Source data
★ ★ ★ ★

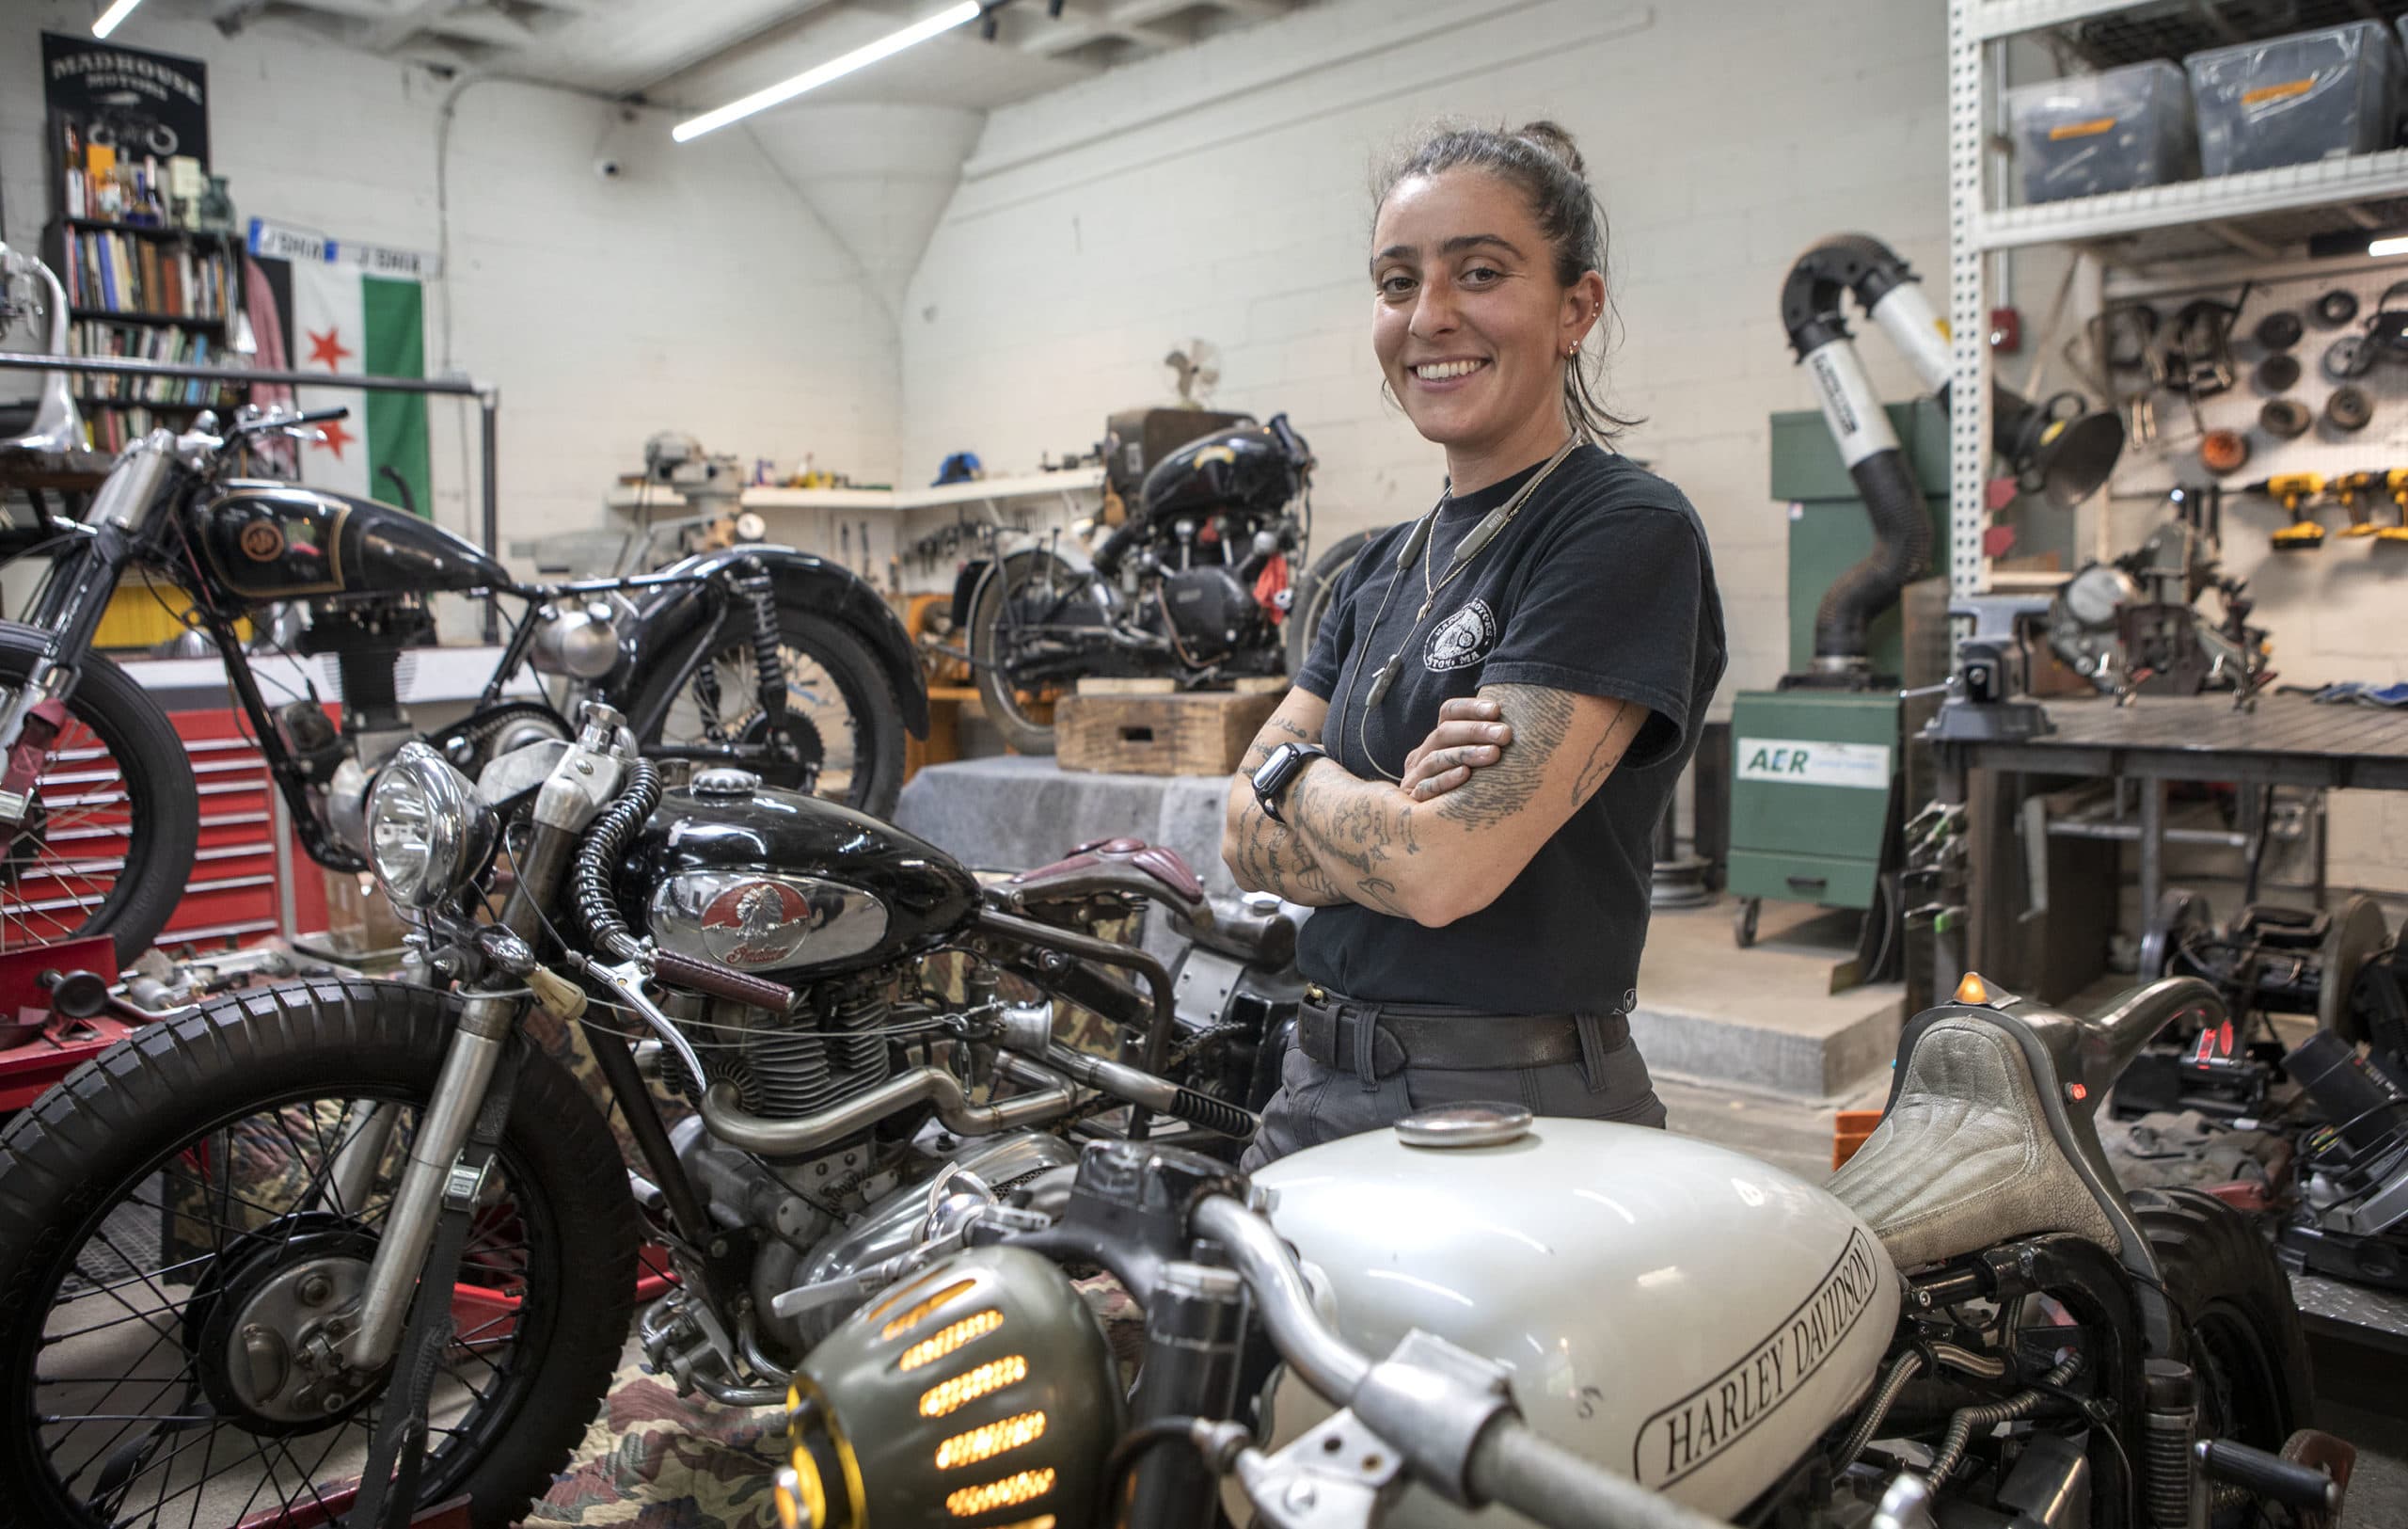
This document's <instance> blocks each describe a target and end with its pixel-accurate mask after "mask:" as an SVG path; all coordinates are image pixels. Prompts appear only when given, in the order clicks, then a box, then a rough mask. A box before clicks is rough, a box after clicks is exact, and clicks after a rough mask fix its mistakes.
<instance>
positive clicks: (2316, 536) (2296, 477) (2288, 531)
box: [2247, 472, 2324, 551]
mask: <svg viewBox="0 0 2408 1529" xmlns="http://www.w3.org/2000/svg"><path fill="white" fill-rule="evenodd" d="M2247 491H2249V494H2264V496H2266V498H2271V501H2276V503H2280V506H2283V513H2288V515H2290V525H2285V527H2280V530H2278V532H2276V535H2273V549H2276V551H2312V549H2316V547H2324V527H2321V525H2316V518H2314V515H2309V513H2307V508H2309V506H2312V503H2314V501H2316V496H2319V494H2324V474H2321V472H2278V474H2273V477H2266V479H2259V482H2254V484H2249V489H2247Z"/></svg>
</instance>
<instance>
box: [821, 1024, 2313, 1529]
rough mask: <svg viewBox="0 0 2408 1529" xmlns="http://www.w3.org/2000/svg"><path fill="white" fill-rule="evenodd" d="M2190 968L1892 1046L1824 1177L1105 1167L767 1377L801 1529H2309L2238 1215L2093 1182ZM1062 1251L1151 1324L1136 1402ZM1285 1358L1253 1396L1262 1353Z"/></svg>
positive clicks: (2279, 1275)
mask: <svg viewBox="0 0 2408 1529" xmlns="http://www.w3.org/2000/svg"><path fill="white" fill-rule="evenodd" d="M2215 1004H2218V999H2215V994H2213V990H2208V987H2206V985H2203V982H2196V980H2162V982H2155V985H2148V987H2141V990H2133V992H2129V994H2126V997H2124V999H2121V1002H2119V1004H2114V1006H2112V1009H2109V1011H2105V1014H2100V1016H2097V1019H2078V1016H2071V1014H2059V1011H2049V1009H2042V1006H2037V1004H2028V1002H2020V999H2013V997H2008V994H1996V992H1984V990H1979V987H1977V985H1967V990H1963V992H1960V994H1958V997H1955V1002H1950V1004H1943V1006H1938V1009H1931V1011H1926V1014H1922V1016H1919V1019H1914V1021H1912V1023H1910V1026H1907V1031H1905V1038H1902V1043H1900V1052H1898V1074H1895V1084H1893V1093H1890V1105H1888V1112H1885V1120H1883V1124H1881V1129H1878V1132H1876V1134H1873V1139H1871V1141H1869V1144H1866V1146H1864V1149H1861V1151H1859V1153H1857V1158H1852V1161H1849V1165H1847V1168H1845V1170H1842V1173H1840V1175H1837V1177H1832V1182H1830V1185H1828V1187H1811V1185H1804V1182H1799V1180H1794V1177H1789V1175H1787V1173H1780V1170H1775V1168H1767V1165H1765V1163H1758V1161H1753V1158H1746V1156H1741V1153H1734V1151H1727V1149H1719V1146H1707V1144H1700V1141H1688V1139H1681V1137H1669V1134H1664V1132H1647V1129H1637V1127H1618V1124H1601V1122H1587V1120H1531V1117H1529V1115H1527V1112H1524V1110H1519V1108H1512V1105H1481V1103H1459V1105H1442V1108H1433V1110H1426V1112H1421V1115H1413V1117H1406V1120H1404V1122H1399V1124H1397V1127H1394V1129H1387V1132H1370V1134H1363V1137H1348V1139H1341V1141H1332V1144H1324V1146H1317V1149H1310V1151H1303V1153H1296V1156H1291V1158H1283V1161H1279V1163H1274V1165H1269V1168H1267V1170H1262V1173H1257V1175H1255V1177H1252V1182H1247V1180H1243V1177H1238V1175H1233V1173H1230V1170H1228V1168H1226V1165H1221V1163H1211V1161H1204V1158H1194V1156H1190V1153H1182V1151H1175V1149H1161V1146H1153V1144H1132V1141H1122V1144H1096V1146H1088V1149H1086V1153H1084V1156H1081V1161H1079V1165H1076V1168H1069V1170H1052V1173H1047V1175H1040V1177H1038V1180H1033V1182H1031V1185H1028V1192H1026V1202H1028V1204H1026V1206H1021V1209H1009V1206H997V1209H980V1211H975V1214H973V1216H970V1221H968V1223H966V1226H963V1228H961V1230H956V1238H958V1240H961V1242H966V1250H961V1252H954V1255H949V1257H946V1259H942V1262H937V1264H932V1267H927V1269H922V1271H917V1276H913V1279H910V1281H905V1283H898V1286H896V1288H891V1291H886V1295H881V1298H879V1300H877V1305H869V1307H864V1310H860V1312H855V1315H852V1317H850V1320H848V1322H845V1324H840V1327H838V1329H836V1332H833V1334H831V1336H828V1339H824V1341H821V1344H819V1346H816V1348H814V1351H811V1353H809V1356H807V1358H804V1363H802V1368H799V1372H797V1375H795V1394H792V1413H790V1418H792V1421H790V1428H792V1452H790V1462H787V1466H785V1471H783V1474H780V1483H778V1493H780V1512H790V1515H792V1517H790V1519H787V1522H799V1524H809V1527H811V1529H862V1527H864V1524H877V1527H879V1529H920V1527H937V1524H956V1522H978V1524H999V1522H1014V1524H1052V1527H1055V1529H1091V1527H1103V1524H1127V1527H1132V1529H1134V1527H1144V1529H1209V1527H1211V1524H1214V1522H1216V1500H1214V1481H1216V1478H1218V1476H1223V1474H1230V1476H1233V1478H1235V1481H1233V1486H1235V1493H1233V1495H1230V1498H1228V1500H1226V1510H1228V1515H1230V1519H1233V1522H1238V1524H1245V1522H1247V1515H1252V1522H1255V1524H1267V1527H1281V1529H1300V1527H1308V1524H1310V1527H1334V1524H1348V1527H1358V1524H1406V1527H1416V1529H1418V1527H1440V1524H1442V1527H1450V1529H1452V1527H1459V1524H1474V1522H1479V1524H1491V1522H1500V1519H1498V1515H1488V1512H1481V1510H1483V1507H1488V1505H1505V1507H1510V1510H1515V1512H1517V1515H1522V1517H1512V1519H1507V1522H1524V1519H1529V1522H1539V1524H1580V1527H1592V1524H1594V1527H1604V1524H1616V1527H1637V1524H1645V1527H1652V1529H1674V1527H1681V1529H1695V1527H1700V1524H1722V1522H1736V1524H1751V1527H1755V1524H1763V1527H1780V1529H1857V1527H1866V1524H1871V1527H1883V1529H1934V1527H1936V1524H1984V1527H1999V1529H2040V1527H2071V1524H2093V1527H2100V1529H2105V1527H2124V1524H2129V1527H2170V1529H2172V1527H2203V1524H2218V1527H2225V1529H2232V1527H2237V1524H2256V1522H2264V1519H2261V1515H2264V1512H2266V1510H2288V1512H2290V1515H2295V1517H2292V1519H2290V1522H2295V1524H2329V1522H2333V1517H2338V1512H2341V1495H2343V1488H2345V1481H2348V1469H2350V1459H2353V1452H2350V1447H2348V1445H2343V1442H2338V1440H2333V1438H2331V1435H2321V1433H2314V1430H2309V1428H2307V1418H2309V1397H2312V1392H2309V1375H2307V1351H2304V1341H2302V1332H2300V1315H2297V1310H2295V1305H2292V1300H2290V1288H2288V1283H2285V1279H2283V1271H2280V1267H2278V1264H2276V1259H2273V1252H2271V1250H2268V1245H2266V1242H2264V1240H2261V1238H2259V1233H2256V1230H2254V1228H2251V1226H2249V1221H2247V1218H2244V1216H2242V1214H2239V1211H2235V1209H2230V1206H2225V1204H2223V1202H2218V1199H2213V1197H2208V1194H2199V1192H2133V1194H2126V1192H2121V1189H2119V1187H2117V1182H2114V1177H2112V1175H2109V1173H2107V1163H2105V1158H2102V1151H2100V1141H2097V1134H2095V1129H2093V1112H2095V1108H2097V1103H2100V1096H2102V1093H2105V1091H2107V1086H2109V1084H2114V1079H2117V1074H2119V1069H2121V1064H2124V1062H2126V1059H2129V1057H2131V1055H2133V1050H2138V1047H2141V1045H2143V1043H2146V1040H2148V1038H2150V1035H2155V1033H2158V1031H2160V1028H2162V1026H2165V1023H2170V1021H2174V1019H2177V1016H2184V1014H2191V1011H2208V1014H2213V1011H2215ZM1057 1264H1069V1267H1084V1264H1100V1267H1105V1269H1110V1271H1112V1274H1115V1276H1117V1279H1120V1283H1122V1286H1125V1288H1127V1291H1129V1293H1132V1295H1134V1298H1137V1303H1139V1305H1141V1307H1144V1348H1141V1363H1139V1370H1137V1380H1134V1387H1125V1385H1120V1377H1117V1375H1115V1370H1112V1358H1110V1348H1108V1346H1105V1336H1103V1332H1100V1329H1098V1324H1096V1317H1093V1315H1091V1310H1088V1307H1086V1305H1084V1303H1081V1300H1079V1298H1076V1293H1074V1291H1072V1283H1069V1279H1067V1276H1064V1269H1060V1267H1057ZM1274 1363H1276V1368H1274Z"/></svg>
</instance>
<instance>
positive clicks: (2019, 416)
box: [1782, 234, 2124, 679]
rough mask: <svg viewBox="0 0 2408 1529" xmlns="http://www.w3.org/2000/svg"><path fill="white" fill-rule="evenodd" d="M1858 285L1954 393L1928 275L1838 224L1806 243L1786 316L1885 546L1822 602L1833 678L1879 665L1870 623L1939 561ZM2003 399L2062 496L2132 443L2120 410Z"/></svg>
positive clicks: (2023, 464) (1901, 350) (1829, 421)
mask: <svg viewBox="0 0 2408 1529" xmlns="http://www.w3.org/2000/svg"><path fill="white" fill-rule="evenodd" d="M1847 296H1854V299H1857V306H1859V308H1864V311H1866V313H1869V315H1871V318H1873V323H1876V325H1878V327H1881V332H1883V335H1888V337H1890V342H1893V344H1895V347H1898V349H1900V352H1905V356H1907V361H1910V364H1912V366H1914V373H1917V376H1919V378H1922V383H1924V385H1926V388H1931V390H1934V392H1936V395H1938V397H1941V405H1946V402H1948V330H1946V327H1943V325H1941V320H1938V315H1936V313H1934V311H1931V303H1929V301H1926V299H1924V294H1922V287H1919V277H1917V274H1914V272H1912V270H1910V267H1907V262H1905V260H1900V258H1898V253H1895V250H1890V246H1885V243H1881V241H1878V238H1871V236H1866V234H1837V236H1832V238H1825V241H1820V243H1818V246H1813V248H1811V250H1806V253H1804V255H1799V260H1796V265H1792V267H1789V279H1787V282H1782V325H1784V327H1787V330H1789V349H1794V352H1796V354H1799V361H1801V364H1804V366H1806V371H1808V373H1811V376H1813V388H1816V397H1818V400H1820V405H1823V421H1825V424H1830V433H1832V438H1835V441H1837V443H1840V460H1842V462H1847V474H1849V477H1852V479H1854V482H1857V494H1861V496H1864V508H1866V510H1869V513H1871V518H1873V551H1869V554H1866V556H1864V561H1859V563H1857V566H1854V568H1849V571H1847V573H1842V575H1840V580H1837V583H1832V588H1830V590H1828V592H1825V595H1823V604H1820V609H1818V612H1816V624H1813V672H1816V674H1818V677H1832V679H1845V677H1861V674H1864V672H1866V669H1869V643H1866V636H1864V631H1866V626H1869V624H1871V621H1873V616H1878V614H1881V612H1883V609H1888V607H1890V602H1893V600H1898V590H1900V588H1905V585H1907V583H1910V580H1917V578H1924V575H1926V573H1931V518H1929V510H1926V508H1924V491H1922V484H1917V479H1914V470H1912V467H1910V465H1907V455H1905V453H1902V450H1900V445H1898V431H1893V429H1890V417H1888V414H1885V412H1883V409H1881V400H1878V397H1873V385H1871V380H1866V376H1864V364H1861V361H1859V359H1857V347H1854V342H1852V340H1849V330H1847V320H1845V318H1842V303H1845V301H1847ZM2076 402H2078V400H2076ZM1991 409H1994V429H1991V438H1994V441H1996V445H1999V450H2003V453H2006V457H2008V462H2011V465H2013V467H2015V470H2018V472H2032V474H2037V477H2040V491H2042V494H2044V496H2047V498H2049V503H2054V506H2059V508H2071V506H2073V503H2078V501H2081V498H2088V496H2090V491H2095V489H2097V486H2100V484H2102V482H2107V472H2109V470H2112V467H2114V457H2117V453H2121V448H2124V426H2121V421H2119V419H2117V417H2114V414H2078V417H2071V419H2059V417H2054V414H2052V412H2049V409H2035V407H2032V405H2028V402H2025V400H2023V397H2018V395H2015V392H2008V390H2006V388H1991Z"/></svg>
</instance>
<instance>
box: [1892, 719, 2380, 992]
mask: <svg viewBox="0 0 2408 1529" xmlns="http://www.w3.org/2000/svg"><path fill="white" fill-rule="evenodd" d="M2042 710H2047V715H2049V722H2052V727H2054V730H2052V732H2044V734H2037V737H2020V739H1934V742H1931V754H1934V766H1936V773H1938V797H1941V799H1943V802H1963V799H1965V775H1967V773H1972V771H2020V773H2030V775H2078V778H2095V780H2133V783H2138V795H2141V811H2138V831H2136V833H2133V836H2131V838H2136V840H2138V845H2141V910H2143V917H2146V915H2148V913H2150V910H2155V908H2158V898H2160V893H2162V891H2165V843H2167V828H2165V787H2167V785H2170V783H2174V780H2194V783H2208V780H2230V783H2235V785H2244V787H2247V785H2292V787H2324V790H2408V713H2398V710H2384V708H2374V706H2316V703H2314V701H2309V698H2307V696H2259V698H2256V706H2254V710H2235V706H2232V696H2230V693H2206V696H2138V698H2133V701H2131V703H2129V706H2117V703H2112V701H2107V698H2097V701H2049V703H2044V706H2042ZM1965 884H1967V886H1970V889H1979V886H1989V884H1991V881H1989V879H1984V869H1982V864H1967V879H1965ZM1934 951H1936V958H1938V970H1936V973H1934V975H1936V980H1938V992H1950V990H1953V987H1955V980H1958V978H1960V975H1963V973H1960V970H1955V966H1958V944H1955V941H1950V939H1941V941H1934Z"/></svg>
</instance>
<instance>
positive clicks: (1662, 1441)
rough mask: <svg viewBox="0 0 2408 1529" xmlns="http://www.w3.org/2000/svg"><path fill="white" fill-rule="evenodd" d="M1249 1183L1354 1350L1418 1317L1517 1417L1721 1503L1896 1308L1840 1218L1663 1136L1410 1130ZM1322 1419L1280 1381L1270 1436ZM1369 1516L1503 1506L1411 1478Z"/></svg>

★ ★ ★ ★

▶ Work task:
Pull out every line of the entries above that contains the word "positive". Case counts, so match capital and lowercase letters exactly.

▶ Written response:
positive clicks: (2316, 536) (2296, 477) (2288, 531)
positive clicks: (2279, 1275)
positive clicks: (2019, 416)
positive clicks: (2023, 464) (1901, 350) (1829, 421)
positive clicks: (1662, 1441)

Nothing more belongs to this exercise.